Instrução dada 1:
No excerto da página abaixo, que valor da causa é indicado como sendo ultrapassado?
### Excerto da página
T. Mais se requer que, atento o valor da causa se revela superior a € 275.000,00 e que a presente causa não se demonstra de especial complexidade; Face à conduta processual das partes no litígio, a Fazenda Pública requer, na decisão a proferir nos presentes autos, que seja dispensado o pagamento do remanescente da taxa de justiça devida, nos termos do preceituado no n.º 7 do art. 6º do Regulamento das Custas Processuais (RCP).
Termos em que,
deve ser dado provimento ao presente recurso, revogando-se a douta sentença recorrida, com as devidas consequências legais.
######
Instrução dada 2:
Por favor, liste todas as linhas das entradas que contêm a palavra "lamp", respeitando maiúsculas e minúsculas.
### Linhas de dados
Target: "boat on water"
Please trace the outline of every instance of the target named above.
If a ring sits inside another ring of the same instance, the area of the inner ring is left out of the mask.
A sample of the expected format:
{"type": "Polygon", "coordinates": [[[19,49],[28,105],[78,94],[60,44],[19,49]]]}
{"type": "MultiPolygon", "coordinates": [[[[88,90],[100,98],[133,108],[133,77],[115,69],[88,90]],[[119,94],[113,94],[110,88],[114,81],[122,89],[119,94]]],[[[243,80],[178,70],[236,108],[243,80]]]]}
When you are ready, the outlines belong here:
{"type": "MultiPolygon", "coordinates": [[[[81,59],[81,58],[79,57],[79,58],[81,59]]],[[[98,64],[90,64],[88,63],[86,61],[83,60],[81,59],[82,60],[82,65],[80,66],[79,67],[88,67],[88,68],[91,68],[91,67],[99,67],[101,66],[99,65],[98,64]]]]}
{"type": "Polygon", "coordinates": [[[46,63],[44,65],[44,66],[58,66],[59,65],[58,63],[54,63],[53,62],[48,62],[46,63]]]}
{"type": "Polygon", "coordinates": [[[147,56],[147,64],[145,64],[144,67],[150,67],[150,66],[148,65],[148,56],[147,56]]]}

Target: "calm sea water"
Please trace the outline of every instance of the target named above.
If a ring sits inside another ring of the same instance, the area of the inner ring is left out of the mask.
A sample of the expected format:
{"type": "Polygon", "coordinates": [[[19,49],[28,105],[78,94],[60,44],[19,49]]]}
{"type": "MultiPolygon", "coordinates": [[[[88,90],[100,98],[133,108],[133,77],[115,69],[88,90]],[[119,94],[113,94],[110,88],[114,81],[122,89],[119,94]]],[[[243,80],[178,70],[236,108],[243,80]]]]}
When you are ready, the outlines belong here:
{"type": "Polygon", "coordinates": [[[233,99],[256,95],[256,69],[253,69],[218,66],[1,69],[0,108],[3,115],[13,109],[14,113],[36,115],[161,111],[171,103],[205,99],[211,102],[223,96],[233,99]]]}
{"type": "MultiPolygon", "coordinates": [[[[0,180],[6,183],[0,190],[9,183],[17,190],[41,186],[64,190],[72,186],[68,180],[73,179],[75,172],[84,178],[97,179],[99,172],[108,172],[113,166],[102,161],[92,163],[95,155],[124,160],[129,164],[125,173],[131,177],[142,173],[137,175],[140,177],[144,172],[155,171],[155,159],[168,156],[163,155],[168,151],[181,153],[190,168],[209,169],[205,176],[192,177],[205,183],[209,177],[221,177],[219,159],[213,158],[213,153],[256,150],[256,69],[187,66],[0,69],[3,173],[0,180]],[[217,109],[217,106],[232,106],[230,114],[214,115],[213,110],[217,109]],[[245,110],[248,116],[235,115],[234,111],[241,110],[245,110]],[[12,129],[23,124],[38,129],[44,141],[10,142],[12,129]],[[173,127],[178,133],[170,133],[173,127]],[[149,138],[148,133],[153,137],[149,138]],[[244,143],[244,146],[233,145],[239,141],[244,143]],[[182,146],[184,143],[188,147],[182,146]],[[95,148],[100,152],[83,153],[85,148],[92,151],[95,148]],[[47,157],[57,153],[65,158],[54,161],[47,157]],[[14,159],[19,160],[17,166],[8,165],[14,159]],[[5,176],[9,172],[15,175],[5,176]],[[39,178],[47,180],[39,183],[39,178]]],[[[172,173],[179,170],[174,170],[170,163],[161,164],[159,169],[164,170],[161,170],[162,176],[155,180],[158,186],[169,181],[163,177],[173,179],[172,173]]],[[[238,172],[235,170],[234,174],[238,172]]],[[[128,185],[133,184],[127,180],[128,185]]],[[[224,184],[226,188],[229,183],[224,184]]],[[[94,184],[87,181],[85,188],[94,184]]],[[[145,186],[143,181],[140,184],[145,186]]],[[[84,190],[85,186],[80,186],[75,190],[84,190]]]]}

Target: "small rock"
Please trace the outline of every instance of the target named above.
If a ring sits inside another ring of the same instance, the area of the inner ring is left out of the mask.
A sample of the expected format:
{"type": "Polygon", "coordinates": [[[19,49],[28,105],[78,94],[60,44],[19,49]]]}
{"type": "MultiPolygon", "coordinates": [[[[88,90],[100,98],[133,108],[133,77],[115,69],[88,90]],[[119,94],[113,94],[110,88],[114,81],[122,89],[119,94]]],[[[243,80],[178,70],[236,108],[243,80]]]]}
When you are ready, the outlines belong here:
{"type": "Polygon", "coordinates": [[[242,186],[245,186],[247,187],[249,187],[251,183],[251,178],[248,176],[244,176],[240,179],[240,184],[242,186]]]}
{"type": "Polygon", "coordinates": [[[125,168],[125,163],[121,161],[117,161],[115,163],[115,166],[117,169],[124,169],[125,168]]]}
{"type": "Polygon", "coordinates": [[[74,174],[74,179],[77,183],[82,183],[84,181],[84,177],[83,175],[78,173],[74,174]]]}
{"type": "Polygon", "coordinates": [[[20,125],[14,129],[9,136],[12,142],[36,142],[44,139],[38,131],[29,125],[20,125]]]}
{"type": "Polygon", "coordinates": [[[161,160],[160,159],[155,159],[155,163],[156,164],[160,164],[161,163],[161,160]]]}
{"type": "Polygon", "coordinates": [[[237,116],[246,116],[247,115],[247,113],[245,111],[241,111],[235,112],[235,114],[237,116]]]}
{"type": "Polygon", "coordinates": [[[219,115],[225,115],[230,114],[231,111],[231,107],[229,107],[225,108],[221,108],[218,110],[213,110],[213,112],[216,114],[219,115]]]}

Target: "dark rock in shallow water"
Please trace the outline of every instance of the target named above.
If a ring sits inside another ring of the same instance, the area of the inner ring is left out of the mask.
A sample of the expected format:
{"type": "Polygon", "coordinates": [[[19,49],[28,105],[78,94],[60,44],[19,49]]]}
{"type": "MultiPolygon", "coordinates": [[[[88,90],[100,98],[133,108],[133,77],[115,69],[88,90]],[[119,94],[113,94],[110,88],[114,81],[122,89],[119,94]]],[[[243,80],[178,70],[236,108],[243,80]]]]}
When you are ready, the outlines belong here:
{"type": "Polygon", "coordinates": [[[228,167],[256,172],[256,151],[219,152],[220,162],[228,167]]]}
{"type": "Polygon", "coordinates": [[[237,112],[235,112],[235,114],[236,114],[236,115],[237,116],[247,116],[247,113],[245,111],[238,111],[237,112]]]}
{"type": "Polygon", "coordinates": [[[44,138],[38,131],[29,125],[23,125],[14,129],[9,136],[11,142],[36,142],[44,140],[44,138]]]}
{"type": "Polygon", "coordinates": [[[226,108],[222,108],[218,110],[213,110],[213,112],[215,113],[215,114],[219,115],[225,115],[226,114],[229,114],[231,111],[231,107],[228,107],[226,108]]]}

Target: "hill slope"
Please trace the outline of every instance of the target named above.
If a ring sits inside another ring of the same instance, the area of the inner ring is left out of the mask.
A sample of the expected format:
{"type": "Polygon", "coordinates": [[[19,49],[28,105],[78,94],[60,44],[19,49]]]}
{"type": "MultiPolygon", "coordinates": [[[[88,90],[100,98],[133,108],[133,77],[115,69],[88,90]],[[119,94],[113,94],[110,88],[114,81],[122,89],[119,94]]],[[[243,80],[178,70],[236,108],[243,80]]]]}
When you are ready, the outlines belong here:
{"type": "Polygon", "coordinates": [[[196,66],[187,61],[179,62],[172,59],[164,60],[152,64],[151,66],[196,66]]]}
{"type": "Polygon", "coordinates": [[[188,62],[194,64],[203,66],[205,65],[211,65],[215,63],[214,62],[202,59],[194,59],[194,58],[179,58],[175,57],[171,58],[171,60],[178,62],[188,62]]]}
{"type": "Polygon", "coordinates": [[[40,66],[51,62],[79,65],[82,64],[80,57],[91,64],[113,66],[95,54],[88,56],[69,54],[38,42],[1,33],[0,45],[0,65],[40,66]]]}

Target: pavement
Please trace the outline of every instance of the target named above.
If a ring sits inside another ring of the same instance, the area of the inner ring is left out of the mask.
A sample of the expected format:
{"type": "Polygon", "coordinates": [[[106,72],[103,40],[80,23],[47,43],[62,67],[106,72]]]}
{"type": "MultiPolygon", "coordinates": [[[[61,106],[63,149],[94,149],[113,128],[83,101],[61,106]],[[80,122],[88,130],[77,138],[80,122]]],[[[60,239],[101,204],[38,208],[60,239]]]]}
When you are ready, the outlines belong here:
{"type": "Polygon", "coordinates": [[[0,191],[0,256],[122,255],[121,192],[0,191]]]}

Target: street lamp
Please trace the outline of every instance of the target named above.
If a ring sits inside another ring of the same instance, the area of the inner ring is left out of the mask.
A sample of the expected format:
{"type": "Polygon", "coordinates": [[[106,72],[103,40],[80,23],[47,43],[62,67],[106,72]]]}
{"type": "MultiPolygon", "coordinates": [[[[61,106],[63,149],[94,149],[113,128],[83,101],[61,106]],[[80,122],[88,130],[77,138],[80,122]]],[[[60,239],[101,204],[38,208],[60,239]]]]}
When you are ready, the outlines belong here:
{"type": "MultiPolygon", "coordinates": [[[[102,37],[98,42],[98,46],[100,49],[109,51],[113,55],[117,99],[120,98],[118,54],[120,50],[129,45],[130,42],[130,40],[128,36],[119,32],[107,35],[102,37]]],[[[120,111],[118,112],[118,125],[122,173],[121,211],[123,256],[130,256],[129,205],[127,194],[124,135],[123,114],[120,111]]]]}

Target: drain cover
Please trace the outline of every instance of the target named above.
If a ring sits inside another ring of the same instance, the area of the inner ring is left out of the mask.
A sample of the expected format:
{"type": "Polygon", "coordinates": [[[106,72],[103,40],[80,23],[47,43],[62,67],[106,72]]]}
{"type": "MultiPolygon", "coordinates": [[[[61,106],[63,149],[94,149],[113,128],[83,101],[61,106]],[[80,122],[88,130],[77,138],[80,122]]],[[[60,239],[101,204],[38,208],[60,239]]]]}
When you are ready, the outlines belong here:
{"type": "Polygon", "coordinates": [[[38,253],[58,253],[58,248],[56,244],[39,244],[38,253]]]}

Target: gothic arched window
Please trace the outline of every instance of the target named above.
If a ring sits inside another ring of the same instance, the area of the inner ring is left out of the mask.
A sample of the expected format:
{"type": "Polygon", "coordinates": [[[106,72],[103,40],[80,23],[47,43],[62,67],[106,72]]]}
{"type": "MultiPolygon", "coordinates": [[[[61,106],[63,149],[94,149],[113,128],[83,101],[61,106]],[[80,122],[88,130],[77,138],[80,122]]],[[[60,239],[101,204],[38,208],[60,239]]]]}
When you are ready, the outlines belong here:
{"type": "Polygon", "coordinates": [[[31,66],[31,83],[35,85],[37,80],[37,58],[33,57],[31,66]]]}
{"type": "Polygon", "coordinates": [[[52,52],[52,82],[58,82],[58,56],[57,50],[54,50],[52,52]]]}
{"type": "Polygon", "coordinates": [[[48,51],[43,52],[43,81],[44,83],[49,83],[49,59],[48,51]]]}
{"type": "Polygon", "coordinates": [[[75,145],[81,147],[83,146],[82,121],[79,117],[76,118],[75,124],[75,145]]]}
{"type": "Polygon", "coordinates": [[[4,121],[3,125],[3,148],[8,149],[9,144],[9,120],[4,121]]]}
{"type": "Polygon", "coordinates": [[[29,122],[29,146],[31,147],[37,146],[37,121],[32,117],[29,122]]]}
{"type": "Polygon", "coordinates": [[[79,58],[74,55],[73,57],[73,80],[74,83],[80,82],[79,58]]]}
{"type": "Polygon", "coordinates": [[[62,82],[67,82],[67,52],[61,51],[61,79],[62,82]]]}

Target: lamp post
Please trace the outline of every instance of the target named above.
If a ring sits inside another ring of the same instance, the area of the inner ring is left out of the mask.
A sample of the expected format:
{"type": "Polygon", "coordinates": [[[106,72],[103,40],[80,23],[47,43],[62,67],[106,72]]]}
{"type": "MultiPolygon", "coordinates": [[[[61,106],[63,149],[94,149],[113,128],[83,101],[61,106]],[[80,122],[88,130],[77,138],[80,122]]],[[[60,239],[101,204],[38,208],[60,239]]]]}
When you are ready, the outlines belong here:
######
Resposta do exercício 1:
O valor da causa é superior a € 275.000,00.

Resposta do exercício 2:
Target: street lamp
Target: lamp post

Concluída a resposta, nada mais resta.